Segment Start: DOCUMENT PASSAGE
Terje Brasethvik new research director at NorwAI

Terje Brasethvik new research director at NorwAI

-The next step is useful applications of our models

Terje Brasethvik was assigned the new research director at NorwAI this autumn for a year to come. It is an interregnum, though.  Professor Kerstin Bach will return after her sabbatical leave next autumn. 

Terje Brasethvik speaking on stage
Terje Brasethvik has combined academic and practical work in all his career.
Photo: Kai T. Dragland, NTNU

Nevertheless, Terje Brasethvik is well used to the revolving doors between academia and industry over the last 20 years. Both as a postdoctoral fellow and adjunct associate professor at NTNU and various positions in the private sector.

-Not the less valuable experience for an incoming research director at a center designed for innovation?

-Absolutely! It is fortunate. My ambition in this job is to stimulate research for practical and tangible use of our research, says Terje Brasethvik.

Long Career

Educated at NTNU back in 2004 with a PhD in information systems, related to semantics and search, he has been in and out of the university as a researcher and adjunct associate professor for years since then. He has also been employed as a senior engineer at Statens Vegvesen for five years. Terje have spent ten years as a consultant at the Scandinavian consultancy company Bouvet, in the Trondheim office, now serving as department manager lately, accumulating insights on efficient and useroriented solutions within technology, consulting, design and communications.

At one point, some years ago, he even found time to contribute at the start-up activities in Trondheim.

-So, what’s next for NorwAI, Terje?

-We just delivered our underway evaluation to the Norwegian Research Council. I greatly value the report from our international Scientific Advisory Board who commends the width and balance of our work across all AI work-packages.  The advisory board says, and I quote: “NorwAI is off to an impressive start and thus has a strong foundation for making important contributions in the second half of its lifetime.”
Segment End: DOCUMENT PASSAGE
Segment Start: STUDY MATERIAL
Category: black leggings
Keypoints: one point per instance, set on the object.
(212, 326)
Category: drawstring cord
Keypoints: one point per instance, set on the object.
Segment End: STUDY MATERIAL
CHECK YOUR UNDERSTANDING:
(A) Sum up the NorwAI article in two sentences.
(B) Please extend the NorwAI article from its final sentence.
The data has nothing to do with this.

ANSWERS TO EACH TASK:
(A) Terje Brasethvik has been made research director at NorwAI for one year, standing in until Professor Kerstin Bach returns from her sabbatical leave next autumn. He holds a 2004 PhD in information systems from NTNU and has moved between academia and industry, including five years at Statens Vegvesen and ten years at the consultancy Bouvet.

(B)
Societal impacts

For the coming years, the advisory board recommends a focus on real-world challenges in sectors like healthcare, education, public services, finance, and energy and strengthening the focus on societal impacts.

-I value their feedback and happily enough, this is very well aligned with our plans. This work package ‘AI in Society’ examines societal aspects of artificial intelligence technologies as they are developed, debated, and implemented. Responsibility and trust are closely linked. To further support our work in this domain the ‘AI in Society’ work will be strengthened  with one additional professor, Eric Monteiro at NTNU, and one additional PhD student in 2025.

-Language models have been the “talk-of-the-town” the last years. What is next here?

-NorwAI is maybe best known for our ability to build Norwegian large language models that works. Since this summer, there has been more than 10 000 downloads of our models that are available for Scandinavian companies and public services.  The next step is to stimulate the use of the models into applications in everyday use. Interesting enough there is, in my opinion, an international trend for using smaller models trained for specific purposes, says Terje Brasethvik.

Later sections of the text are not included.